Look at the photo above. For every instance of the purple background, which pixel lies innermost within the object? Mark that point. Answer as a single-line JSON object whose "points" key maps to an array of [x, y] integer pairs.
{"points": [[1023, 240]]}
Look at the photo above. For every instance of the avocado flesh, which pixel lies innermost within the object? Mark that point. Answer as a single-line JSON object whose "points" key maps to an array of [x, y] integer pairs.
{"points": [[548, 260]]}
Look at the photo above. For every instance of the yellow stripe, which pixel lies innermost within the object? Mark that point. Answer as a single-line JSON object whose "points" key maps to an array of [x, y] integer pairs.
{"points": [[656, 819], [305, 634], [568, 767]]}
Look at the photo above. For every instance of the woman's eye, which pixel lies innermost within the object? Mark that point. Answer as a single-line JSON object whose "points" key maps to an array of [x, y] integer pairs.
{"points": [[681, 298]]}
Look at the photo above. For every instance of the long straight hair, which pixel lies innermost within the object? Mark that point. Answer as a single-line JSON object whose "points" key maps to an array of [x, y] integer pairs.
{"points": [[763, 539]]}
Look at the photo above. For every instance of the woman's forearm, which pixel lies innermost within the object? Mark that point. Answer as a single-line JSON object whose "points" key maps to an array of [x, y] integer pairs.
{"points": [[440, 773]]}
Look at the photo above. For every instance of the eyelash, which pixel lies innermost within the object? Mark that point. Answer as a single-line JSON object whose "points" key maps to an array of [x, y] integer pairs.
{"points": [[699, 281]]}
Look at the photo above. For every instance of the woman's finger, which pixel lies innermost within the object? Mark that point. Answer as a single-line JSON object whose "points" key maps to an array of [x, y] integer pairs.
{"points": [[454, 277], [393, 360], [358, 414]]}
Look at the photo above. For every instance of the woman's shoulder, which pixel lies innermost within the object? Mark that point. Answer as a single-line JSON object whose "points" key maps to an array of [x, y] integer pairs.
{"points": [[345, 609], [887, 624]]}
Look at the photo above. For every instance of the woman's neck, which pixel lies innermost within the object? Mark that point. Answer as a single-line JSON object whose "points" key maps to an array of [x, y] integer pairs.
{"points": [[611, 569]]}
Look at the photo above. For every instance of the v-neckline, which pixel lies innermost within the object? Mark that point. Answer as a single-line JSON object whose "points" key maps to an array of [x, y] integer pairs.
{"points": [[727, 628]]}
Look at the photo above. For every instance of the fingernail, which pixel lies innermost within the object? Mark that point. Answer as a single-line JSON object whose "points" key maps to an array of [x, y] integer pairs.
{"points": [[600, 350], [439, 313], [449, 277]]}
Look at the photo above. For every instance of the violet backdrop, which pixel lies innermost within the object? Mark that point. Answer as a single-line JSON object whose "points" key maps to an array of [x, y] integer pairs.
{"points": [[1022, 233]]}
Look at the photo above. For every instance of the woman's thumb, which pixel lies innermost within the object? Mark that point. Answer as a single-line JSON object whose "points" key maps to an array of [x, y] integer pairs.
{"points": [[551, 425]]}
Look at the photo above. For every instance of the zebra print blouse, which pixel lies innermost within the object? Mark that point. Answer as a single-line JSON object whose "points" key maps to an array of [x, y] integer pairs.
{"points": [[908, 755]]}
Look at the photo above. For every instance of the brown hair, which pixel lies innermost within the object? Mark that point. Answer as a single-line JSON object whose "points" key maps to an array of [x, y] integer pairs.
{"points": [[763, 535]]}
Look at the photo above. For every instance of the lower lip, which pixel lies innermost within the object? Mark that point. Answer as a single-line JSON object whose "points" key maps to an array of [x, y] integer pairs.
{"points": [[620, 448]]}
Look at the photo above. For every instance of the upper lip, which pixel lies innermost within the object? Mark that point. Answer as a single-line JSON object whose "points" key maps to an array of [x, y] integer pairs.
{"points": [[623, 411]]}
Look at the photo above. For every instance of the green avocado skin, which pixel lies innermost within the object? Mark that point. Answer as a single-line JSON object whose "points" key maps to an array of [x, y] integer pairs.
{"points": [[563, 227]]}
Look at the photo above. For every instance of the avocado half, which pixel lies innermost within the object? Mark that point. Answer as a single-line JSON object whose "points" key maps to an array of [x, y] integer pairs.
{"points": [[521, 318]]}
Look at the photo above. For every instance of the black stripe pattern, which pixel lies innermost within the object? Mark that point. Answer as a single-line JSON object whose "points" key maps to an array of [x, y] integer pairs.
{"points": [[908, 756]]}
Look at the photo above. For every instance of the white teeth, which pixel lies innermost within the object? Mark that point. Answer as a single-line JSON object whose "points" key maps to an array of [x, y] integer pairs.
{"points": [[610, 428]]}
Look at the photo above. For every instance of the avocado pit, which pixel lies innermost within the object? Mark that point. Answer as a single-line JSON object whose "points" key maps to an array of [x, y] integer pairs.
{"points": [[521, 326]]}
----
What this task involves => The data are to be transcribed in full, exactly as given.

Final answer =>
Look at the photo above. For every instance of the purple background, which pixel lies innermost within the object? Mark that point. Answer as a single-line JSON object whose "points" key maps to an array of [x, y] integer pairs.
{"points": [[1023, 240]]}
Look at the photo above. For every instance of the avocado flesh, which pixel lies innermost within the object? Mark that point. Answer as a single-line JSON object whose "points" key maps to an array of [x, y] integer pairs.
{"points": [[548, 260]]}
Look at the photo above. For every instance of the yellow stripe, which pixel lies innermost within the object? Mark that point. Answer as a single-line JSON object whose "points" key maps to an array of [x, y] integer pairs.
{"points": [[656, 819], [305, 634], [568, 767]]}
Look at the photo above. For every instance of the woman's eye, which pixel lies innermost within the object? Mark that point. Answer as a single-line JSON object whose "points" key maps to an array of [x, y] integer pairs.
{"points": [[681, 298]]}
Look at the photo above. For every instance of the long straight hair, which pixel lies innermost within the object? Mark that point. Answer as a single-line JSON object whose "points" key maps to an array of [x, y] integer pairs.
{"points": [[763, 539]]}
Look at the photo above. For every instance of the woman's forearm, which pixel lies innermost within the object? Mark that point. Answer as a single-line JSON object whose "points" key maps to an array of [x, y] integer pairs.
{"points": [[440, 773]]}
Look at the photo above. For every instance of the eyelash, which pixel lies innermost within the object? Mark that point. Answer as a single-line JSON object whose "points" key maps to an array of [x, y] integer pairs.
{"points": [[699, 281]]}
Look at the photo above. For every instance of the woman's finger, which pixel lies innermost within the object? Mark that point. Answer as a single-line JSON object whose "points" key maps to an array of [x, y] integer pairs.
{"points": [[454, 277], [393, 360], [358, 414]]}
Look at the photo above. For every instance of the woman's shoulder, which pixel lies innermost within the object? Mark that point. Answer as a single-line JSON object whose "points" key maps to an array of [x, y] integer pairs.
{"points": [[345, 609], [887, 624]]}
Look at the photo above. For every instance of the woman's neck, which pixel lies innermost within the object? Mark that point. Answer as a single-line JSON object whose "points" key maps to an array of [x, y] integer pairs.
{"points": [[611, 569]]}
Look at the photo above. For every instance of the v-neckline, which pixel lies innermost within the object? Mark that point. Answer as a single-line JSON object whose "points" key maps to an array of [x, y] integer pairs.
{"points": [[727, 628]]}
Look at the photo above. For every instance of the fingernail, which pixel lies innermost within the object? Mark that point. Answer as a single-line JSON object whose "points" key maps to an array of [x, y] integer pairs.
{"points": [[600, 350], [439, 313], [449, 277]]}
Look at the photo above. For every instance of the violet backdrop, which pixel lies innermost within the object? Mark that point. Answer as a single-line JSON object whose "points" key maps to an array of [x, y] integer pairs.
{"points": [[1022, 233]]}
Look at the photo above. For every instance of the woman's thumb, which pixel lies innermost within the object? Mark that point. Answer as a single-line JSON object whose "points" key maps to an array of [x, y] integer pairs.
{"points": [[551, 425]]}
Look at the photo above. For every instance of the zebra print blouse, which pixel lies innermost within the object? Mark that point. Answer as a single-line JSON object whose "points" key maps to an array of [x, y] integer pairs.
{"points": [[908, 755]]}
Look at the photo above. For every instance of the brown hair, which pixel lies innermost within the object? Mark that point. Answer as a single-line JSON object whose "points" key maps to an array of [x, y] integer pairs.
{"points": [[763, 535]]}
Look at the photo above. For every instance of the lower lip, which pixel lies innermost within the object? Mark that point. Answer as a single-line JSON object whose "points" key maps to an array of [x, y] integer pairs.
{"points": [[620, 448]]}
Look at the photo above. For every instance of the upper lip, which pixel lies innermost within the object? Mark that point. Answer as a single-line JSON object whose "points" key maps to an array of [x, y] integer pairs.
{"points": [[623, 411]]}
Look at the photo above. For every instance of the green avocado skin, which pixel lies innermost within the object? Mark that point. Answer as a single-line JSON object whose "points" key maps to an array of [x, y] integer pairs.
{"points": [[563, 227]]}
Look at the photo above. For every instance of the avocado half, which pixel lies innermost within the object? Mark that point. Answer as a single-line JSON object whose "points" key maps to an array of [x, y] integer pairs.
{"points": [[521, 318]]}
Look at the photo above. For every instance of the black stripe pattern, which pixel lies innermost within the object? Mark that point. Answer as a single-line JSON object whose "points" key maps to an array of [x, y] integer pairs.
{"points": [[908, 756]]}
Look at the photo above. For every instance of the white teeth, which pixel lies innermost within the object? Mark that point. Answer as a single-line JSON object whose "points" key maps to an array of [x, y] integer pairs.
{"points": [[610, 428]]}
Look at the photo above. For every instance of the avocado pit, which pixel lies innermost within the object? Mark that point. Answer as a single-line JSON object whose "points" key maps to an array of [x, y] integer pairs.
{"points": [[521, 326]]}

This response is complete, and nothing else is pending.